++++ DOCUMENT SECTION ++++
Hinduism aside, the other traditions aren't that much older than Christianity, are they? 

The so-called historical dates are more than a bit iffy. Many of the dates ascribed to various historical figures are in fact much older - and the dating is derived from the biblical chronology based on their creation myth of the universe being ~ 6000 yrs old :) 

 

The Buddha is supposed to have been alive around 550 BCE by western traditions. The eastern traditions place him closer to 1000 BCE. 

Lao Tzu is supposed to be from around 600 BCE, and if what he taught is Daoism, what he taught is much older than him. So I give at least 1000 years between them and the historic Jesus. Christianity of course as we know it was formulated around 400 CE by Constantine. That adds another 400 years. 

4 hours ago, Wilhelm said:

 

I guess you could trace the ideas in the culture that led to Daoism back to the Yellow Emperor, the Yijing and so on but I don't think I'm understanding your reasoning here.

Yes - I don't consider those as "non-Daoist".
++++ DATA LISTING ++++
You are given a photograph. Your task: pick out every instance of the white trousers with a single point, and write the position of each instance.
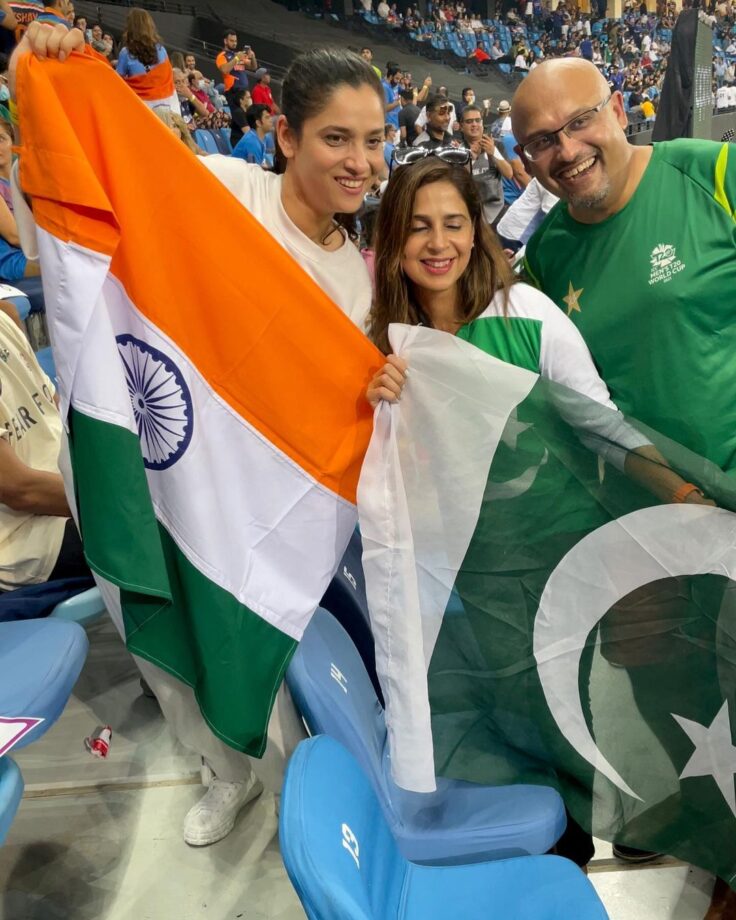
(182, 713)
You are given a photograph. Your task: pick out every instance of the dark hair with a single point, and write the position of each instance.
(308, 86)
(237, 96)
(435, 101)
(141, 38)
(488, 270)
(254, 113)
(471, 108)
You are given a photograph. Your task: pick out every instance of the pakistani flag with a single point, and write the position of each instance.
(213, 394)
(543, 611)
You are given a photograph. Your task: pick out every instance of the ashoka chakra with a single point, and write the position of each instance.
(162, 404)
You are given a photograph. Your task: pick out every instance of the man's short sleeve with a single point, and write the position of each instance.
(531, 264)
(725, 179)
(509, 142)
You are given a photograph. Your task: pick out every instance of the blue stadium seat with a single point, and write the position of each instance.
(346, 600)
(460, 822)
(40, 661)
(33, 290)
(205, 140)
(83, 608)
(21, 303)
(222, 141)
(224, 133)
(344, 864)
(11, 792)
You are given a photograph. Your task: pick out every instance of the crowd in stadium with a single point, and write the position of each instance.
(510, 215)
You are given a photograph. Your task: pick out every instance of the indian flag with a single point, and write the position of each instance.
(539, 615)
(214, 396)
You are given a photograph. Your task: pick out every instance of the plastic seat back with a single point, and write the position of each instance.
(346, 600)
(11, 792)
(336, 846)
(331, 689)
(83, 608)
(40, 661)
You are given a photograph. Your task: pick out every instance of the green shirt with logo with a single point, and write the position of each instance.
(652, 289)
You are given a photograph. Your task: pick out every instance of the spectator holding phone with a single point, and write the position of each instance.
(234, 65)
(488, 164)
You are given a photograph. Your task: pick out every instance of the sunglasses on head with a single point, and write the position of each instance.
(455, 156)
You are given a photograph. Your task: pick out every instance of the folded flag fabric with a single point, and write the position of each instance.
(155, 84)
(540, 615)
(214, 398)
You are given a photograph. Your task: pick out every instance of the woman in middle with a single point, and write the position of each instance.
(439, 264)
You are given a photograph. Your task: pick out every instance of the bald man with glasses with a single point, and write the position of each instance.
(641, 255)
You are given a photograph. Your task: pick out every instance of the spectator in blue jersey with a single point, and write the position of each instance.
(142, 49)
(13, 264)
(252, 147)
(390, 134)
(391, 89)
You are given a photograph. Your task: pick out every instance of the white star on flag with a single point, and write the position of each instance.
(714, 754)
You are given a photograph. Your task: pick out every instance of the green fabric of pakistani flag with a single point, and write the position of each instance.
(543, 611)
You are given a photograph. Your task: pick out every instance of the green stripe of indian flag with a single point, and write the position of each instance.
(215, 554)
(406, 611)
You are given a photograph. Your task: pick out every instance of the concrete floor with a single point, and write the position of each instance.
(101, 840)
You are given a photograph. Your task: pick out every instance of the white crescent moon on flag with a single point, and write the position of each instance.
(606, 565)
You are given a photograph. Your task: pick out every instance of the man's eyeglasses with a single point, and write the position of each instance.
(538, 148)
(405, 156)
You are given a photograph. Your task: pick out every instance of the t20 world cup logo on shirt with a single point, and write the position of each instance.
(664, 263)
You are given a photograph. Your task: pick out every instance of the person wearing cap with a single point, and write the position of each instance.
++++
**SET EXERCISE**
Reproduce the part of the forum excerpt that opens with the words containing "I guess you" and closes with "your reasoning here.". The records are material separate from the forum excerpt.

**PROBLEM SOLUTION**
I guess you could trace the ideas in the culture that led to Daoism back to the Yellow Emperor, the Yijing and so on but I don't think I'm understanding your reasoning here.